【学习打卡】第26天 数据结构和算法

堆

合并K个升序链表（leetcode - 23）

给你一个链表数组，每个链表都已经按升序排列。
请你将所有链表合并到一个升序链表中，返回合并后的链表。

示例

输入：lists = [[1,4,5],[1,3,4],[2,6]]
输出：[1,1,2,3,4,4,5,6]
解释：链表数组如下：
[
  1->4->5,
  1->3->4,
  2->6
]
将它们合并到一个有序链表中得到。
1->1->2->3->4->4->5->6

思路

1. 创建一个最小堆，将链表数组的每个链表头部插入堆中
2. 循环最小堆，将堆顶出堆，将堆顶的下一个链表插入堆中
3. 堆为空时循环结束，返回指针的头部

class MinHeap {
  constructor() {
    this.heap = [];
  }

  swap(i1, i2) {
    const temp = this.heap[i1];
    this.heap[i1] = this.heap[i2];
    this.heap[i2] = temp;
  }

  getParentIndex(index) {
    return Math.floor((index - 1) / 2);
  }

  getLeftIndex(index) {
    return index * 2 + 1;
  }

  getRightIndex(index) {
    return index * 2 + 2;
  }

  shiftUp(index) {
    if (index === 0) return
    const parentIndex = this.getParentIndex(index);
    if (this.heap[parentIndex] && this.heap[parentIndex].val > this.heap[index].val) {
      this.swap(index, parentIndex);
      this.shiftUp(parentIndex)

--- 题目要求 1 ---
将合并K个升序链表这篇阅读材料中从“给你一个链表数组，每个链表都已经按升序排列。”一直到“将它们合并到一个有序链表中得到。”的全部内容一字不差地抄写出来。
--- 题目要求 2 ---
在下面的条目中，从含有“Exercise. Point out the gray”的那一行起，一直到含有“(1032, 638)”的那一行止，把这些行原样摘录出来，首尾两行都包括在内。
上面的阅读材料与后面的条目互不相干，是两份各自独立的材料。

--- 条目 ---

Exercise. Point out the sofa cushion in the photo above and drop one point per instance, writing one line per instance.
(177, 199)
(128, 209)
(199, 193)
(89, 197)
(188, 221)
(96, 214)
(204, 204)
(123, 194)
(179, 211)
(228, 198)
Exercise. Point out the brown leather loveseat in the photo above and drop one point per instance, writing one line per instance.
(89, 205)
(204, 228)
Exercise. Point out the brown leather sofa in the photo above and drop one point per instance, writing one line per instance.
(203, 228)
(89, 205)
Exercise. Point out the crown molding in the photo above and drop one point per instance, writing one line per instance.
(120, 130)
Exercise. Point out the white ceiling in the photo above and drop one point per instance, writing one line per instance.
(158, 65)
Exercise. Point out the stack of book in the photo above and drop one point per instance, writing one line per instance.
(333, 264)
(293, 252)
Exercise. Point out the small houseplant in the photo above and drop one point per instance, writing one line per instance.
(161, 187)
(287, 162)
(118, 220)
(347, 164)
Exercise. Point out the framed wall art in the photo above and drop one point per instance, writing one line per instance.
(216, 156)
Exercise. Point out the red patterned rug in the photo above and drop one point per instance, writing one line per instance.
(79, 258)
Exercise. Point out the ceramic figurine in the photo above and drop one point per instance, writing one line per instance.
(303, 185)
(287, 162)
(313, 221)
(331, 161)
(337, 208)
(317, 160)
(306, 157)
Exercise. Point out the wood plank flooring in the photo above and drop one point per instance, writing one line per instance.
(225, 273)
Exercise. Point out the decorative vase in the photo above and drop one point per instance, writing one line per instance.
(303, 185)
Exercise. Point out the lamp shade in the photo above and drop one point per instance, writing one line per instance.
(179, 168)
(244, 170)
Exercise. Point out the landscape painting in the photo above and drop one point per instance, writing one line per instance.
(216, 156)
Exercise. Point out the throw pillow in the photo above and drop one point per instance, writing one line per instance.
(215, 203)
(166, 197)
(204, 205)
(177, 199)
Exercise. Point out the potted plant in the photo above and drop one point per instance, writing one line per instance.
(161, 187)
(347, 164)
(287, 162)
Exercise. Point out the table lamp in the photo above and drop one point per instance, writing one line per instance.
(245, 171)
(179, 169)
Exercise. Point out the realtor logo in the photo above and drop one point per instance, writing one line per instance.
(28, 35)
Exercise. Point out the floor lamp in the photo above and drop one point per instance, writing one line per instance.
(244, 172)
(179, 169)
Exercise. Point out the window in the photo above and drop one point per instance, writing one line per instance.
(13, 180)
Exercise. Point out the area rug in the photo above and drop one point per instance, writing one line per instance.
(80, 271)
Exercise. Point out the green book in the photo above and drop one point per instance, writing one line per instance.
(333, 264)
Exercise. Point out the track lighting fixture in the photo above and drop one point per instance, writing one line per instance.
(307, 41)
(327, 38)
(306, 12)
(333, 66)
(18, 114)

---

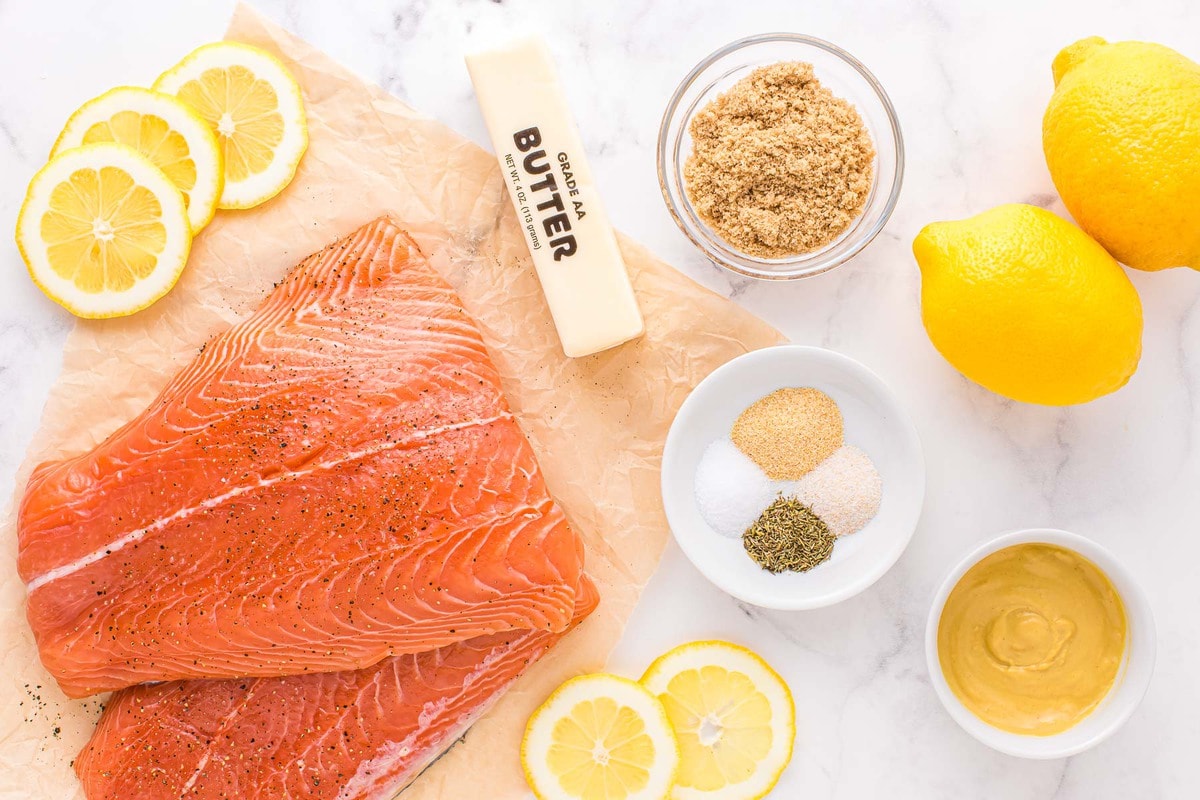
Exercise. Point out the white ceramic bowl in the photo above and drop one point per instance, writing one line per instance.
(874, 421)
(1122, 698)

--

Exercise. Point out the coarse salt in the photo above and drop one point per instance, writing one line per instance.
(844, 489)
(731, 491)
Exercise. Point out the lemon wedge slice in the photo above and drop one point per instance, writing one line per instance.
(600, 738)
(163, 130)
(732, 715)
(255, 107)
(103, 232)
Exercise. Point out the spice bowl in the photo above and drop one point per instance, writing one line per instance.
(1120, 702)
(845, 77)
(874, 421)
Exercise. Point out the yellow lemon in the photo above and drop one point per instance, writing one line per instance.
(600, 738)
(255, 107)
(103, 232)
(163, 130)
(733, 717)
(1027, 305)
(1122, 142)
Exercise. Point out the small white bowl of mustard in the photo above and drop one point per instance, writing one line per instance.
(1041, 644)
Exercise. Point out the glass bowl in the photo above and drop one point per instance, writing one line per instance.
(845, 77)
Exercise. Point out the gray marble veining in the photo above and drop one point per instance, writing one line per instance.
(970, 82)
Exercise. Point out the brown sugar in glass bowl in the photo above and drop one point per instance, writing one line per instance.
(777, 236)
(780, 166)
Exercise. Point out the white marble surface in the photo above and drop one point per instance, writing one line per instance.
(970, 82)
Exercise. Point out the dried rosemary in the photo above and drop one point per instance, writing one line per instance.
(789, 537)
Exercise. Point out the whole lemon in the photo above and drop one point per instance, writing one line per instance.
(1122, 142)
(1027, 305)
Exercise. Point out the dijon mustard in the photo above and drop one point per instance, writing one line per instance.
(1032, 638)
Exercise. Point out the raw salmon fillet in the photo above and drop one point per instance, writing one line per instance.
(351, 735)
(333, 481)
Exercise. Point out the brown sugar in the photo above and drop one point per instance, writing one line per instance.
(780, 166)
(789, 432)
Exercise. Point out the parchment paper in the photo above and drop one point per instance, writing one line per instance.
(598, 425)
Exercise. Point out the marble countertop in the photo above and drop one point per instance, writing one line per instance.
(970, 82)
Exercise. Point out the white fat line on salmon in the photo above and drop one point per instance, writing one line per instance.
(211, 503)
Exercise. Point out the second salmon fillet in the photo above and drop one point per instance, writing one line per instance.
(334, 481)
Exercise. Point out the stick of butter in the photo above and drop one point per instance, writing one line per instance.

--- 参考答案 1 ---
给你一个链表数组，每个链表都已经按升序排列。
请你将所有链表合并到一个升序链表中，返回合并后的链表。

示例

输入：lists = [[1,4,5],[1,3,4],[2,6]]
输出：[1,1,2,3,4,4,5,6]
解释：链表数组如下：
[
  1->4->5,
  1->3->4,
  2->6
]
将它们合并到一个有序链表中得到。

--- 参考答案 2 ---
Exercise. Point out the gray marble veining in the photo above and drop one point per instance, writing one line per instance.
(970, 82)
Exercise. Point out the brown sugar in glass bowl in the photo above and drop one point per instance, writing one line per instance.
(777, 236)
(780, 166)
Exercise. Point out the white marble surface in the photo above and drop one point per instance, writing one line per instance.
(970, 82)
Exercise. Point out the dried rosemary in the photo above and drop one point per instance, writing one line per instance.
(789, 537)
Exercise. Point out the whole lemon in the photo above and drop one point per instance, writing one line per instance.
(1122, 142)
(1027, 305)
Exercise. Point out the dijon mustard in the photo above and drop one point per instance, writing one line per instance.
(1032, 638)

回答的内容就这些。